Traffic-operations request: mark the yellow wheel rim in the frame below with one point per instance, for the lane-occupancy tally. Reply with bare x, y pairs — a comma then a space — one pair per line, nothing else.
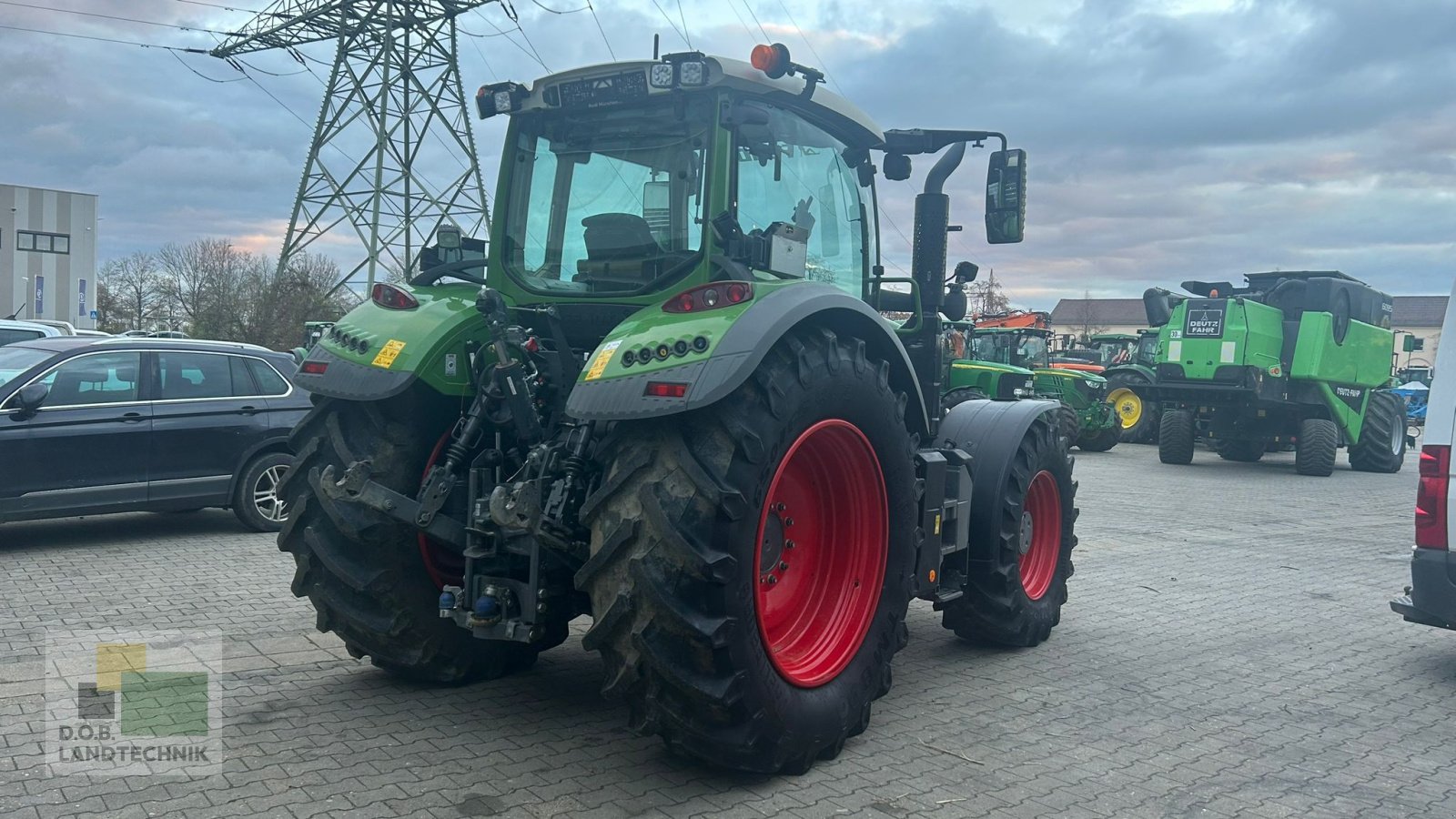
1128, 407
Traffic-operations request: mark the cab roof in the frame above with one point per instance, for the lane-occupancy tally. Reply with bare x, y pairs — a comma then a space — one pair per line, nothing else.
846, 118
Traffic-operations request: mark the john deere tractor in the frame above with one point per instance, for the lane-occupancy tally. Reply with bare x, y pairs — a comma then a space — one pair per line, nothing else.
664, 398
1130, 363
1011, 363
1296, 358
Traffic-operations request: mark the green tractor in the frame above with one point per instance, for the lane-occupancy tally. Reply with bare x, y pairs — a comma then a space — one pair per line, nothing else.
1130, 363
1011, 363
666, 399
1290, 358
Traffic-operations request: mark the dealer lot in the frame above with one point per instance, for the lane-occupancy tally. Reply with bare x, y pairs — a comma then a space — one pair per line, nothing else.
1227, 652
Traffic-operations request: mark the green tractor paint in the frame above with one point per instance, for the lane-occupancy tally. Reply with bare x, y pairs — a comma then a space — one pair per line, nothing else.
1296, 358
1014, 363
1130, 363
664, 395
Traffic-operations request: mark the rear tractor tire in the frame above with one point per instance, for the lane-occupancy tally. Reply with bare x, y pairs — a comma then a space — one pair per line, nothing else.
364, 573
1176, 433
1241, 450
1016, 598
1382, 436
1315, 448
750, 561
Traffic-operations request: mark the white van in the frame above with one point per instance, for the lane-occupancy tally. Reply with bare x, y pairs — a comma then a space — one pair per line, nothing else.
1431, 599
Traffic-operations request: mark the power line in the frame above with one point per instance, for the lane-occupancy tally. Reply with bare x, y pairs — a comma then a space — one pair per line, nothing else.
175, 56
670, 22
108, 40
222, 6
754, 21
823, 65
602, 29
683, 19
545, 7
108, 16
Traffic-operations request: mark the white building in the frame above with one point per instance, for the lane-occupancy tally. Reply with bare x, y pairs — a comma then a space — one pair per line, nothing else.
47, 254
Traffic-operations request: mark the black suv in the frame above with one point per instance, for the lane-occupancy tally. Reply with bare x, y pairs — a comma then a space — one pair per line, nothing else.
91, 426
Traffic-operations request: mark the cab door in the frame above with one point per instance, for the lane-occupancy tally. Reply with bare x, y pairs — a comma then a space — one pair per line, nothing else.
85, 450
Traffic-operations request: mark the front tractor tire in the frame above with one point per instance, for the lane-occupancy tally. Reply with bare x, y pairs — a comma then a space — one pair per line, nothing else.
750, 561
1382, 436
1016, 596
366, 573
1136, 417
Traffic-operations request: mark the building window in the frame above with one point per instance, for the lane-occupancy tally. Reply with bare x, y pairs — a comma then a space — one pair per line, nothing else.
43, 242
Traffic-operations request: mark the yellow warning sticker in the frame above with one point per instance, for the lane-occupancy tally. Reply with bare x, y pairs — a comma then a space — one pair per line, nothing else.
389, 353
599, 365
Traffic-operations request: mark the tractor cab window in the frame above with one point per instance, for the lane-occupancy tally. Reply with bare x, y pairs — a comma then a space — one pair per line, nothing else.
793, 172
1148, 349
1031, 351
608, 200
1009, 349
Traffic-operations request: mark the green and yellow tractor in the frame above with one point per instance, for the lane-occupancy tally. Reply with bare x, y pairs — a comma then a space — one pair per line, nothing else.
1296, 358
1128, 363
664, 398
1012, 363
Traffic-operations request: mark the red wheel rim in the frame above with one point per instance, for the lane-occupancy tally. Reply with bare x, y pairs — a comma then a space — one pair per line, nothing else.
820, 562
1040, 535
444, 566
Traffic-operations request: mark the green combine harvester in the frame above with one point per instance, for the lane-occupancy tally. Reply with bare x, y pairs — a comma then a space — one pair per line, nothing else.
1012, 363
1296, 358
664, 398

━━━━

> [Action item]:
Copy all the lines of data exactly as they appear, dropping any images.

> [Solution for this exercise]:
Traffic-operations request: mark the yellow wheel rim in the frame below with one point per instance, for the lane-occupancy tally. Reply with bare x, y pairs — a comma then a space — one pair per line, nothing else.
1128, 407
Traffic-operations request: mark the cab roof in the frame above with one point per instance, for the lane-occupancy tally. Reply with bare x, y pairs — a comma then a space — one pair per line, nothing else.
846, 118
Traffic-operations request: mark the john deere tractor in the frame above with one point per instance, for the lane-occupancy tally. Reply with bare x, y pairs — a comma then a space — one pair per line, nothing else.
664, 398
1130, 363
1011, 363
1296, 358
Traffic-operations request: mark the green tractor in the frame above with one point per instance, for the lane-occupancy tally. Reply with bare x, y pairs — a comma then a space — one pair per line, nothing else.
1130, 363
1011, 363
666, 399
1290, 358
Traffic-operations request: mark the dealer lot in the frame above with one point per instance, for the lane-occupancy tally. Reply with bare x, y pairs — a comma then a space — one pair per line, nothing else.
1227, 652
Traffic-operations request: mark the green tractor paint in the frame above with one point per instance, for the lane-occupancy tally. Reply with bare x, y pairs — a comma then a space — one pair per line, nothing else.
1296, 358
1014, 363
1130, 363
664, 395
Traffic-operations request: mark the rear tractor tire in the frame above with one point per instance, for the lane-occupancy tally. Reply with bare x, y pairs — a comma then a space — one pair per line, nothing else.
364, 573
1176, 433
1241, 450
1016, 598
1382, 436
1315, 448
750, 561
Traffic-operations request: mark the white van in the frame above with one point per instance, for the lane-occupancy tally. Reply with bare x, y pairs — a comma then a space — one pair per line, nothing else.
1431, 599
Traffic-operations request: mark the power line in the frame above with one point per instance, for the lane-occupancy tally. Reply with bare x, y pairs — a comma then a space — one pair per line, nothing else.
175, 56
670, 22
108, 40
222, 6
754, 21
823, 65
602, 29
683, 19
545, 7
108, 16
Traffic-operations request: mark the white building in the frame above with one point per instance, for the lane-occupancy tally. Reply with bare x, y pairs — a comma then a space — one pair per line, nothing else.
47, 254
Traffic-operations request: mark the black suv in the frame above with one point per instance, for the lane-occupancy tally. Reply with bare x, y pairs — a comma then a space — one pair per line, nothing else.
91, 426
Traffic-operations request: mark the cab door in the frame above with one point per instance, for the lane-occupancy tally. Reply with bare x, y pairs — a comma then a space — one pair per line, nothing else.
85, 450
Traffic-operations request: mark the front tractor tire in the frame above with one point per instance, for the lane-occupancy tally. Reply with bare x, y pairs — a comma then a space — one pair per line, nothing else.
750, 561
1382, 436
1016, 596
366, 573
1136, 417
Traffic-operations request: mark the building window in the frame above with one point per instance, for the lane-occupancy tally. Reply with bare x, y pairs — a comma then a space — one pair per line, nothing else.
43, 242
Traffic-operations request: mark the yellow warning sticker in the frame above with one point per instance, for the lane-occupancy tally. Reply with bare x, y pairs — a comma then a space — one pair per line, nothing else.
389, 353
599, 365
Traffic-operations request: mark the tractor cab window in the frame above with one point per instance, for the lane-occupancy tally. Reply with bare x, y pairs — a comma then a space — one pair per line, nothing else.
793, 172
1148, 349
1031, 351
608, 200
1009, 349
Traffic-operations request: mark the green and yellow tractor in the frame above with one point per instance, for the lane-occupancy tally. Reply with bare x, y pairs — a comma then a space — one pair per line, nothing else.
1296, 358
1128, 363
664, 398
1012, 363
Traffic-operations request: mark the red wheel rim in the frame above with one point per instance, for the lane-occupancy tally. Reply with bare x, y pairs — a comma then a space — one pair per line, nothing else.
820, 562
1040, 535
444, 566
Traffic-operations request: mark the green combine harvester in the frame above with one point per instance, for the lane-occupancy tally. Reply with bare x, y pairs — a comma then a space — one pair per line, nothing else.
1012, 363
1296, 358
664, 398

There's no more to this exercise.